• Dados fornecidos:
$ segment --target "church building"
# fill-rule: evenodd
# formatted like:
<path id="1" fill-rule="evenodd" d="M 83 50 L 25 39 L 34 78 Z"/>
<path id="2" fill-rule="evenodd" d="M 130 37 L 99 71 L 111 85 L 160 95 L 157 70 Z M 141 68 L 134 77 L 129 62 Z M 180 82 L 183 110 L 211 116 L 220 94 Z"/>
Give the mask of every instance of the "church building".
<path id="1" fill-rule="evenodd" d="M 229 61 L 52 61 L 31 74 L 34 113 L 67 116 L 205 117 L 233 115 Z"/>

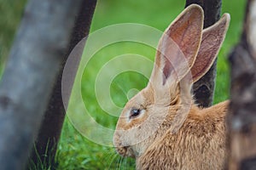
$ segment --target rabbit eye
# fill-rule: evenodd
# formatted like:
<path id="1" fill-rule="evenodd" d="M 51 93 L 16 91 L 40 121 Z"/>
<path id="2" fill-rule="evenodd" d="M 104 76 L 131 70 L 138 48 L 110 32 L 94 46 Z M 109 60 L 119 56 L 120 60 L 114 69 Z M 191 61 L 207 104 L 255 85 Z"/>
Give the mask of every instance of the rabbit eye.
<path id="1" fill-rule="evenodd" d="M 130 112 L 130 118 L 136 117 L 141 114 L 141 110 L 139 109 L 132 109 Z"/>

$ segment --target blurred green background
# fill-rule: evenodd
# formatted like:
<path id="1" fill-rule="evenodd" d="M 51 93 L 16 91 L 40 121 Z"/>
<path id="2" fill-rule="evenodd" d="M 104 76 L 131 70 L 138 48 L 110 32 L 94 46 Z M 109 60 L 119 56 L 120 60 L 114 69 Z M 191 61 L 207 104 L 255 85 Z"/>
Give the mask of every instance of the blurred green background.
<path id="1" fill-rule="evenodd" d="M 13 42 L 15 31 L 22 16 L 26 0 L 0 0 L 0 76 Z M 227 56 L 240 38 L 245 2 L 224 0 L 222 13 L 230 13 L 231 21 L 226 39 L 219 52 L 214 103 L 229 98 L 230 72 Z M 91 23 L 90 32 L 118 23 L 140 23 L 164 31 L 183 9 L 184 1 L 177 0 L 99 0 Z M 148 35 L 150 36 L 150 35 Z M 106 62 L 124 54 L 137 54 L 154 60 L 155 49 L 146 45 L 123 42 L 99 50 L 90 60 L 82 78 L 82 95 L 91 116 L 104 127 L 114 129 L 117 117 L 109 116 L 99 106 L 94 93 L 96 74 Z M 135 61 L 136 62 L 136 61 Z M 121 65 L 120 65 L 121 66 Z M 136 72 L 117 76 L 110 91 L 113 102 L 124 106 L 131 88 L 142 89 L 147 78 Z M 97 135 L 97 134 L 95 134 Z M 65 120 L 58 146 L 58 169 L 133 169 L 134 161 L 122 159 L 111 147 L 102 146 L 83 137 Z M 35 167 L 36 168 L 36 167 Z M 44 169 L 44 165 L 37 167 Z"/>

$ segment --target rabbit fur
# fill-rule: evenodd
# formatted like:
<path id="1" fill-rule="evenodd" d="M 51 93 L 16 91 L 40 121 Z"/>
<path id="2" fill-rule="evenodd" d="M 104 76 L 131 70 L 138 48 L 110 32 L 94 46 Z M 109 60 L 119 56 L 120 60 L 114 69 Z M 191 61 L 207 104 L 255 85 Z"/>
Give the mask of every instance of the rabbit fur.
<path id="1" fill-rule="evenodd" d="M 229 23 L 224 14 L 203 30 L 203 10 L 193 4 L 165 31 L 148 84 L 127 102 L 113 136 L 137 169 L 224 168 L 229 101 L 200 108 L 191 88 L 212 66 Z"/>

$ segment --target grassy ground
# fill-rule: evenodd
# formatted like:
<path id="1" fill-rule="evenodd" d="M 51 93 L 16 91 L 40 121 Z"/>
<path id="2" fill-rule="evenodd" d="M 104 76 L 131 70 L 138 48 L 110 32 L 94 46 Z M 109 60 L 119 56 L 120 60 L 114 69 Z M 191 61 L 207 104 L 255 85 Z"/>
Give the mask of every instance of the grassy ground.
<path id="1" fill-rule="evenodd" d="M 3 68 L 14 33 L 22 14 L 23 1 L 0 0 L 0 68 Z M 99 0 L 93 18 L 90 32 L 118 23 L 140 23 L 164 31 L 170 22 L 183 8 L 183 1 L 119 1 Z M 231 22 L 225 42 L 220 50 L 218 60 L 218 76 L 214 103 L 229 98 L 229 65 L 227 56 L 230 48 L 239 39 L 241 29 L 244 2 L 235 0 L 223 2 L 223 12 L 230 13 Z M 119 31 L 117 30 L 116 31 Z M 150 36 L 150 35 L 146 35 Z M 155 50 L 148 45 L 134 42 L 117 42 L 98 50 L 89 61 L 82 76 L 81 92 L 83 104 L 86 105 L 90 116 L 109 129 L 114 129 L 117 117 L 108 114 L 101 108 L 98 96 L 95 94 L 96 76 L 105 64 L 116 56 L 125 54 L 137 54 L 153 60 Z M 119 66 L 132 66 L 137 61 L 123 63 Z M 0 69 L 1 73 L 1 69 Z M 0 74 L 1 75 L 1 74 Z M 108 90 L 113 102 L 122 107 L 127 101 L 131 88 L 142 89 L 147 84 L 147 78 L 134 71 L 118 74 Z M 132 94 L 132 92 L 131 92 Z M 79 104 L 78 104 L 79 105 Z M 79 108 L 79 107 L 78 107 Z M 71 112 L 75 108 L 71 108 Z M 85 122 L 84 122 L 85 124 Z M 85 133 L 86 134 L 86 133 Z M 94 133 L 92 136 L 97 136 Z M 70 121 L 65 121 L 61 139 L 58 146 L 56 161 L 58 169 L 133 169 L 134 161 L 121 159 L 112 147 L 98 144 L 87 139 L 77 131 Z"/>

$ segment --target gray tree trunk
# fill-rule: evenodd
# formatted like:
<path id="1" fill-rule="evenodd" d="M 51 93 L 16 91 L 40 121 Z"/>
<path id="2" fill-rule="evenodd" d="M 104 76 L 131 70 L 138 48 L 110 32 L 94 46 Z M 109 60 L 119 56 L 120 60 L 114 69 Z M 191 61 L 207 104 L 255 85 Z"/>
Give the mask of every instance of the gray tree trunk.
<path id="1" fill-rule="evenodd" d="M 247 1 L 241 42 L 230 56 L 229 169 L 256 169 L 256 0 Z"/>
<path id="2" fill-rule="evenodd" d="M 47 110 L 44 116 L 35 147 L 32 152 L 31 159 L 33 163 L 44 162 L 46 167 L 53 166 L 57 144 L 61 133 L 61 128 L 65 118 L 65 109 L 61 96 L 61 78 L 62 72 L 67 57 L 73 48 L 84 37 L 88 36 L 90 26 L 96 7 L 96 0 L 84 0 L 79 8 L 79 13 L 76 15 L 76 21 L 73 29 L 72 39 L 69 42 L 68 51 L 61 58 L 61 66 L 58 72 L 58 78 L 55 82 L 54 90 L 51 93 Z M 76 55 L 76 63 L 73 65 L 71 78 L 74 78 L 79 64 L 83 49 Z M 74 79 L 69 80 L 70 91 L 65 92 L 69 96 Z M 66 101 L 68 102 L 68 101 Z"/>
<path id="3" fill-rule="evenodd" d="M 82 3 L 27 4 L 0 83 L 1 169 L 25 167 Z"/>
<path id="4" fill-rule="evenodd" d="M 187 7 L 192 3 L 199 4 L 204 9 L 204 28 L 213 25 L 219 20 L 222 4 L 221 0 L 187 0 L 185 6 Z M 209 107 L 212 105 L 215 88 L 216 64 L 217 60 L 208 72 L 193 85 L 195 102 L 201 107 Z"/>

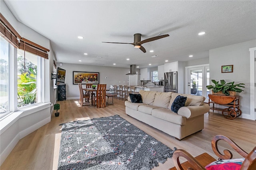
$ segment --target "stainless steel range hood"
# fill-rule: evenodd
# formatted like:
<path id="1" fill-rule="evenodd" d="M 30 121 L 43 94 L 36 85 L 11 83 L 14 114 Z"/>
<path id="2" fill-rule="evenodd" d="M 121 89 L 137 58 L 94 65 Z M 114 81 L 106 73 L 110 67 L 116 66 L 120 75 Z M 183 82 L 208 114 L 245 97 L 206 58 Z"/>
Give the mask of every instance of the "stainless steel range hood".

• Detalhes do exercício: Comece na linha que contém "--target rabbit fur" e pare depois da linha que contém "229 23 L 224". Reproduza só esse trecho, trocando "rabbit fur" por "rabbit hair" e deixando todo o resto igual.

• Resultado:
$ segment --target rabbit hair
# fill-rule: evenodd
# formatted like:
<path id="1" fill-rule="evenodd" d="M 51 93 L 16 91 L 40 121 Z"/>
<path id="2" fill-rule="evenodd" d="M 104 76 L 131 70 L 138 48 L 110 32 L 94 46 Z M 109 60 L 119 56 L 120 60 L 114 69 Z M 191 61 L 207 104 L 255 85 Z"/>
Give the mask of every instance of the rabbit hair.
<path id="1" fill-rule="evenodd" d="M 229 23 L 224 14 L 203 30 L 203 10 L 193 4 L 165 31 L 148 84 L 127 102 L 113 136 L 137 169 L 224 168 L 229 101 L 200 108 L 191 88 L 212 66 Z"/>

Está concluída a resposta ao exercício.